### What you will do
As an exercise, transcribe the data below in full and exactly, omitting pictures.

### Exercise input

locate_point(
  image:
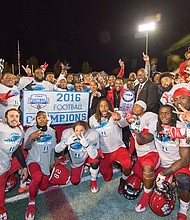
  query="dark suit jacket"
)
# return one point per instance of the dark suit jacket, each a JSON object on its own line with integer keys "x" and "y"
{"x": 95, "y": 101}
{"x": 150, "y": 95}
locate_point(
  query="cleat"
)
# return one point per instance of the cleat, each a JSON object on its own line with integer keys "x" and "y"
{"x": 143, "y": 203}
{"x": 23, "y": 189}
{"x": 181, "y": 216}
{"x": 30, "y": 211}
{"x": 93, "y": 186}
{"x": 121, "y": 186}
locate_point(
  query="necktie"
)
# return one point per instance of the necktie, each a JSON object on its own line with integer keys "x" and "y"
{"x": 138, "y": 91}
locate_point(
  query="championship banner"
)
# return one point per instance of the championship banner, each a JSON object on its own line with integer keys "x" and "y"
{"x": 127, "y": 101}
{"x": 62, "y": 107}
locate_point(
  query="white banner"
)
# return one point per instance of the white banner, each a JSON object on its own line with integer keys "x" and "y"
{"x": 127, "y": 101}
{"x": 62, "y": 107}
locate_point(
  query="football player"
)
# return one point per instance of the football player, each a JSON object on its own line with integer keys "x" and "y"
{"x": 10, "y": 145}
{"x": 109, "y": 124}
{"x": 142, "y": 129}
{"x": 83, "y": 145}
{"x": 40, "y": 142}
{"x": 174, "y": 154}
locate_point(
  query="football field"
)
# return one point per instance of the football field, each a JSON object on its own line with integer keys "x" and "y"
{"x": 78, "y": 203}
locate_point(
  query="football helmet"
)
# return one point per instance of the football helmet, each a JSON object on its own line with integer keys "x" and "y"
{"x": 11, "y": 183}
{"x": 59, "y": 175}
{"x": 162, "y": 201}
{"x": 133, "y": 187}
{"x": 3, "y": 214}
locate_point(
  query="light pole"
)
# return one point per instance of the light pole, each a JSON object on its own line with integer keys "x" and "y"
{"x": 146, "y": 28}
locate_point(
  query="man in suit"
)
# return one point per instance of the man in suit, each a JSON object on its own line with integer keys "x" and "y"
{"x": 147, "y": 91}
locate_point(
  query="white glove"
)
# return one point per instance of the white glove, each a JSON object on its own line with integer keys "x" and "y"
{"x": 135, "y": 126}
{"x": 83, "y": 141}
{"x": 71, "y": 139}
{"x": 159, "y": 180}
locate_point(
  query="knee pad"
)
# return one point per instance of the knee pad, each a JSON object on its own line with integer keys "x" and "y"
{"x": 94, "y": 165}
{"x": 148, "y": 175}
{"x": 183, "y": 182}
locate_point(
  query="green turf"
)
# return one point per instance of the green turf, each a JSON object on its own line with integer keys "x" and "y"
{"x": 106, "y": 204}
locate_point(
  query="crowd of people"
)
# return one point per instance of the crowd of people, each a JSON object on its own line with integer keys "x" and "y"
{"x": 149, "y": 142}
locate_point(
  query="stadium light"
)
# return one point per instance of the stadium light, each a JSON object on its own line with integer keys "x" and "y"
{"x": 146, "y": 28}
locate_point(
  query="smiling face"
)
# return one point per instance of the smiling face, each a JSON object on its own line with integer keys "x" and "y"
{"x": 118, "y": 84}
{"x": 142, "y": 75}
{"x": 79, "y": 130}
{"x": 104, "y": 107}
{"x": 137, "y": 110}
{"x": 165, "y": 115}
{"x": 39, "y": 75}
{"x": 182, "y": 100}
{"x": 8, "y": 80}
{"x": 41, "y": 119}
{"x": 167, "y": 83}
{"x": 93, "y": 86}
{"x": 12, "y": 118}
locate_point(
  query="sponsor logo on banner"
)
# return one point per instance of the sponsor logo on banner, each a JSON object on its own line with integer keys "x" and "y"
{"x": 38, "y": 101}
{"x": 62, "y": 107}
{"x": 127, "y": 101}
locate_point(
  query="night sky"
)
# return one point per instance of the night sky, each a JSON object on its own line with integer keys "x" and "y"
{"x": 99, "y": 32}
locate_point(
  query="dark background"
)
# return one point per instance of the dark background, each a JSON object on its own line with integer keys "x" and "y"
{"x": 99, "y": 32}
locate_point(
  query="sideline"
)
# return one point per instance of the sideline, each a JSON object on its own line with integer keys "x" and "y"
{"x": 51, "y": 188}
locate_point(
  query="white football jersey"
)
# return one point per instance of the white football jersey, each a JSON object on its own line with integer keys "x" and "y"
{"x": 148, "y": 123}
{"x": 110, "y": 133}
{"x": 42, "y": 151}
{"x": 13, "y": 102}
{"x": 36, "y": 86}
{"x": 168, "y": 148}
{"x": 77, "y": 152}
{"x": 10, "y": 140}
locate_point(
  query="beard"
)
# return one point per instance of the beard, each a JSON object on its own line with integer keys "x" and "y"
{"x": 168, "y": 88}
{"x": 38, "y": 80}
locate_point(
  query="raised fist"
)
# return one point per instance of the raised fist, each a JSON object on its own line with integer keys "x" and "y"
{"x": 29, "y": 86}
{"x": 44, "y": 66}
{"x": 5, "y": 96}
{"x": 173, "y": 132}
{"x": 1, "y": 65}
{"x": 83, "y": 141}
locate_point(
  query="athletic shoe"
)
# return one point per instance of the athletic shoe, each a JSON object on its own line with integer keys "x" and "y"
{"x": 181, "y": 216}
{"x": 93, "y": 186}
{"x": 23, "y": 189}
{"x": 121, "y": 186}
{"x": 63, "y": 160}
{"x": 143, "y": 202}
{"x": 30, "y": 211}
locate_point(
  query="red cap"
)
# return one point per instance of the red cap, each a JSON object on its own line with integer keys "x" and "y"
{"x": 181, "y": 91}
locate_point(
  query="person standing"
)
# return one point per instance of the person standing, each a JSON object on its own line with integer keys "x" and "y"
{"x": 40, "y": 142}
{"x": 11, "y": 137}
{"x": 174, "y": 153}
{"x": 109, "y": 125}
{"x": 83, "y": 145}
{"x": 147, "y": 91}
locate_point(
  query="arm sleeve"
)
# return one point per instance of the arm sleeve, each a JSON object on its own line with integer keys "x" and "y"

######

### Answer to the problem
locate_point(
  image:
  query="dark suit jacket"
)
# return one point per instance of the dark suit jacket, each a JSON object on its own line with integer keys "x" and "y"
{"x": 95, "y": 101}
{"x": 150, "y": 95}
locate_point(
  query="cleat"
)
# return one point per instance of the cleat, each a JSON object on its own line with integer keys "x" and "y"
{"x": 143, "y": 203}
{"x": 23, "y": 189}
{"x": 181, "y": 216}
{"x": 30, "y": 211}
{"x": 93, "y": 186}
{"x": 121, "y": 186}
locate_point(
  query="necktie"
)
# return one point per instance of the necktie, each a JSON object on its own line with integer keys "x" and "y"
{"x": 138, "y": 91}
locate_point(
  query="championship banner"
)
# return one point per instance of the championship banner, each a JSON object on its own line with integer keys "x" and "y"
{"x": 127, "y": 101}
{"x": 62, "y": 107}
locate_point(
  query="white banner"
)
# return one point per instance of the white banner, each a JSON object on its own line with integer keys "x" and "y"
{"x": 127, "y": 101}
{"x": 62, "y": 107}
locate_point(
  query="football player"
)
# return one point per instance of the football player, each a JSON object on its own line with integer keys "x" and "y"
{"x": 10, "y": 145}
{"x": 109, "y": 124}
{"x": 142, "y": 129}
{"x": 83, "y": 145}
{"x": 40, "y": 142}
{"x": 174, "y": 154}
locate_point(
  query="football field"
)
# return one point per instance of the football field, each a JSON object on its own line with integer keys "x" and "y"
{"x": 78, "y": 203}
locate_point(
  query="football helmet"
)
# return one point per instance of the football helmet, each a JSON object on its own line with integer keys "x" and "y"
{"x": 11, "y": 183}
{"x": 59, "y": 175}
{"x": 162, "y": 201}
{"x": 133, "y": 187}
{"x": 3, "y": 214}
locate_point(
  query="light pole"
)
# return one point per instance of the light pole, each a JSON object on its own line with integer keys "x" and "y"
{"x": 146, "y": 28}
locate_point(
  query="man in suit"
)
# return one point per instance of the man in suit, each a JSON object on its own line with integer keys "x" and "y"
{"x": 147, "y": 91}
locate_point(
  query="white glove"
)
# return one point per instance of the white glove, each a JSON object on its own line with integer keys "x" and "y"
{"x": 135, "y": 126}
{"x": 83, "y": 141}
{"x": 71, "y": 139}
{"x": 159, "y": 180}
locate_point(
  query="knee pad"
)
# return one point per instance of the knee pad, each a JSON object on its own line with integer keys "x" and "y"
{"x": 94, "y": 165}
{"x": 148, "y": 175}
{"x": 183, "y": 182}
locate_point(
  query="green turf"
)
# return one point per instance of the green turf, each a JSON object on its own line with integer keys "x" and "y"
{"x": 106, "y": 204}
locate_point(
  query="crowd of people"
)
# return one point per instance of the crowd of people, each a JSON object on its own line with integer keys "x" and "y"
{"x": 149, "y": 142}
locate_point(
  query="stadium light"
)
# return one point per instance of the stadium light, each a JSON object on its own line with integer keys "x" and "y"
{"x": 146, "y": 28}
locate_point(
  query="smiling face"
)
# return one point per instance of the smiling face, each a JSON object on its own line with integer keys "x" and "y"
{"x": 118, "y": 84}
{"x": 142, "y": 75}
{"x": 79, "y": 130}
{"x": 104, "y": 107}
{"x": 137, "y": 110}
{"x": 165, "y": 115}
{"x": 39, "y": 75}
{"x": 182, "y": 100}
{"x": 8, "y": 80}
{"x": 41, "y": 119}
{"x": 167, "y": 83}
{"x": 93, "y": 86}
{"x": 12, "y": 118}
locate_point(
  query="sponsor logo on banner"
)
# return one point per instance of the sponsor logo on banner, each a JSON object on its own line with integer keys "x" and "y"
{"x": 38, "y": 101}
{"x": 62, "y": 107}
{"x": 127, "y": 101}
locate_point(
  query="night sky"
)
# return one point per instance of the night sky, each a JSON object on its own line with integer keys "x" and "y"
{"x": 99, "y": 32}
locate_point(
  query="dark background"
)
# return one point per instance of the dark background, each a JSON object on its own line with integer keys "x" and "y"
{"x": 99, "y": 32}
locate_point(
  query="sideline"
)
# return one point per instance of the sideline, each a JSON object on its own line with integer keys "x" and "y"
{"x": 51, "y": 188}
locate_point(
  query="white football jersey"
)
# return one point per instance of the white football jersey, each a JSON object on its own line with integer keys "x" and "y"
{"x": 148, "y": 123}
{"x": 110, "y": 133}
{"x": 42, "y": 151}
{"x": 13, "y": 102}
{"x": 36, "y": 86}
{"x": 168, "y": 148}
{"x": 77, "y": 152}
{"x": 10, "y": 140}
locate_point(
  query="beard"
)
# return one point per instance of the beard, each a JSON object on its own line with integer keys "x" and "y"
{"x": 168, "y": 88}
{"x": 38, "y": 80}
locate_point(
  query="raised fist"
)
# return one point per instance of the raised fist, each a JSON object on its own line with integer keys "x" and "y"
{"x": 29, "y": 86}
{"x": 44, "y": 66}
{"x": 5, "y": 96}
{"x": 173, "y": 132}
{"x": 1, "y": 65}
{"x": 83, "y": 141}
locate_point(
  query="athletic shoe"
)
# return one point per instance of the athletic shoe, each a JSON object on its own line with integer keys "x" and "y"
{"x": 181, "y": 216}
{"x": 93, "y": 186}
{"x": 23, "y": 189}
{"x": 121, "y": 186}
{"x": 63, "y": 160}
{"x": 143, "y": 202}
{"x": 30, "y": 211}
locate_point(
  query="red cap"
)
# return one point per instance of the red cap, each a JSON object on its own line with integer keys "x" and "y"
{"x": 181, "y": 91}
locate_point(
  query="person standing"
)
# return one point per instance of the person standing, each a JSON object on its own line with integer keys "x" and "y"
{"x": 40, "y": 142}
{"x": 11, "y": 137}
{"x": 174, "y": 153}
{"x": 109, "y": 125}
{"x": 83, "y": 145}
{"x": 147, "y": 91}
locate_point(
  query="arm sleeve"
)
# return one point per instance of the arm sleeve, each a JSON object on its own line with integer keys "x" and "y"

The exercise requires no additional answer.